-- Alıştırma Gereklilikleri --
1. Kur rejimi tercihinin belirleyicileri üzerine olan metne göre, bu alandaki ilk görüş hangi dönemde ve hangi teori içinde ortaya çıkmıştır?
2. Kur rejimi tercihinin belirleyicileri üzerine olan metinden, "1990’lı yıllara gelindiğinde" ifadesini içeren sözlerle başlayıp "ortaya konmaya çalışılmıştır." ile biten bölümü olduğu gibi yazıya geçirin.
3. Kur rejimi tercihinin belirleyicileri üzerine olan metni kaldığı yerden devam ettirin.

-- Metin Alıntısı --
• Sonuç bulunamadı

2. KUR REJİMİ TERCİHİNİN BELİRLEYİCİLERİ

2.1 Kur Rejimlerinin Belirleyicilerini Açıklamaya Yönelik Teori ve Hipotezler

Kur rejimi tercihini etkileyebilecek birçok makro ekonomik, finansal ve politik değişkenden bahsedilebilir. Kur rejimlerinin belirleyicisi olarak adlandırdığımız bu değişkenlerin neler olabileceği konusunda iktisat literatüründe çeşitli görüşler bulunmaktadır. Bu alandaki ilk görüş 1960’larda OPA teorisi içerisinde kendisini göstermiş, zaman içinde bu görüşe çeşitli katkılar olmuş ve kur rejimlerini belirleyebilecek potansiyel faktörlere yenileri eklenmiştir.

1990’lı yıllara gelindiğinde ise kur rejimi tercihinin açıklanmasında iki kutup ve dalgalanma korkusu hipotezlerine bağlı olarak yeni değişkenlerin dikkate alınması gerekliliği ortaya çıkmıştır. Son yıllarda ise iktisadi faktörler yanında politik faktörlerin de bu tercihte önemli bir unsur olduğu iddia edilmeye başlanmıştır (Bkz. Bernhard ve Leblang, 1999; Frieden ve diğerleri, 2000; Meon ve Rizzo, 2002; Alesina ve Wagner, 2003; Setzer, 2007). Kur rejimi tercihine ilişkin

temel görüşlere aşağıda kısaca yer verilmiş ve böylece ilerleyen bölümlerde yapılacak olan ampirik analizlerde kullanılacak olan değişkenlerin bu çalışmada yer alma nedenleri ortaya konmaya çalışılmıştır.

-- Veri Kayıtları --
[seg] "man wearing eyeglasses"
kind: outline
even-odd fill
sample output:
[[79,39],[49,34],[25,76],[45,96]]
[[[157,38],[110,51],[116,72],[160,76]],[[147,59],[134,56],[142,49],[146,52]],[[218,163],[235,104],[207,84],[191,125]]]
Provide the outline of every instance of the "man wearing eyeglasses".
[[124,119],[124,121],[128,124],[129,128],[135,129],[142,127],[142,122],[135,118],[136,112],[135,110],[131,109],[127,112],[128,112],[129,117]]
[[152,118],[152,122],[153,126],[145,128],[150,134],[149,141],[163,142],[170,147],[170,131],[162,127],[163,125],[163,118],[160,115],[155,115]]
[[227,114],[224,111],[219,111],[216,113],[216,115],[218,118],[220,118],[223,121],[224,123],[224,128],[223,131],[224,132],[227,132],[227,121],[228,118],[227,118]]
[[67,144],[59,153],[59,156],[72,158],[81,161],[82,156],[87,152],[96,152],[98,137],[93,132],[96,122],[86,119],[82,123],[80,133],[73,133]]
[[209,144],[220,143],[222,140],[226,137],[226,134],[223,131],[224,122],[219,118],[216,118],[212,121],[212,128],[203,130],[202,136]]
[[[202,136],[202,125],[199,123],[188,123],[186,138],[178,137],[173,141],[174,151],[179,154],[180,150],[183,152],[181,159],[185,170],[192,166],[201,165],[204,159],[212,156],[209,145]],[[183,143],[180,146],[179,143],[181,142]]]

* * *

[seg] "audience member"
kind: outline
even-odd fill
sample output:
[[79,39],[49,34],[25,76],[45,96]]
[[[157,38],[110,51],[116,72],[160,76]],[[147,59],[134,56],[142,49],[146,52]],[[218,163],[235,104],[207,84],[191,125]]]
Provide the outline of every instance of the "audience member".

-- Yanıtlar --
1. 1960’larda, OPA teorisi içerisinde.

2.
1990’lı yıllara gelindiğinde ise kur rejimi tercihinin açıklanmasında iki kutup ve dalgalanma korkusu hipotezlerine bağlı olarak yeni değişkenlerin dikkate alınması gerekliliği ortaya çıkmıştır. Son yıllarda ise iktisadi faktörler yanında politik faktörlerin de bu tercihte önemli bir unsur olduğu iddia edilmeye başlanmıştır (Bkz. Bernhard ve Leblang, 1999; Frieden ve diğerleri, 2000; Meon ve Rizzo, 2002; Alesina ve Wagner, 2003; Setzer, 2007). Kur rejimi tercihine ilişkin

temel görüşlere aşağıda kısaca yer verilmiş ve böylece ilerleyen bölümlerde yapılacak olan ampirik analizlerde kullanılacak olan değişkenlerin bu çalışmada yer alma nedenleri ortaya konmaya çalışılmıştır.

3.
2.1.1 Optimum Para Alanı Teorisi

Kur rejimi tercihini açıklamaya yönelik literatürün temelleri optimum para alanı teorisine dayanmaktadır. OPA ilk defa Mundell (1961) tarafından ortaya atılmış ve daha sonraları McKinnon (1963) ve Kenen (1969) tarafından farklı şekillerde ifade edilerek bu görüşün teorik temelleri oluşturulmuştur. Yukarıda adı geçen yazarlar, istikrarlı bir kurun sağlayacağı dış ticaret ve refah kazançlarını dikkate alarak, ülkelerin dış ticaret yapıları ve coğrafi özellikleri üzerine vurgular yapmışlardır. Bu iktisatçıların hepsi dalgalı kur rejimlerine karşı sabit kur rejimlerinin tercih edilmesini açıklayacak kriterler ortaya koymaya çalışmışlardır.

Mundell (1961) benzer ekonomik yapıya ve faktör hareketliliğine sahip ülkelerin aralarında sabit döviz kuru kullanmaları ve diğer ülkeler ile esnek döviz kurunun geçerli olması gerektiğini savunmuştur. Kenen (1969) paralarını birbirine sabitleyecek (diğer bir ifadeyle optimal para alanı içinde yer alacak) ülkelerin yüksek bir üretim çeşitlendirmesine gitmesi gerektiğini ifade etmiştir. McKinnon (1963) ise küçük ekonomilerin ve dışa açıklık oranı yüksek olan ekonomilerin dış dünya ile sabit döviz kuru kullanması gerektiğini; büyük ekonomilerin ise esnek döviz kurunu tercih etmesi gerektiğini söylemiştir. Çünkü büyük ekonomiler daha bağımsız olma eğilimindedir, dolayısıyla iç politika hedeflerini yabancı paralara karşı sürdürülecek sabit kur ilişkisine bağlamaya daha az istekli davranırlar (Seyidoğlu, 1999). Aynı zamanda büyük ülkelerde, dış ticaretin GSYİH içersindeki payı küçük ülkelere oranla düşüktür.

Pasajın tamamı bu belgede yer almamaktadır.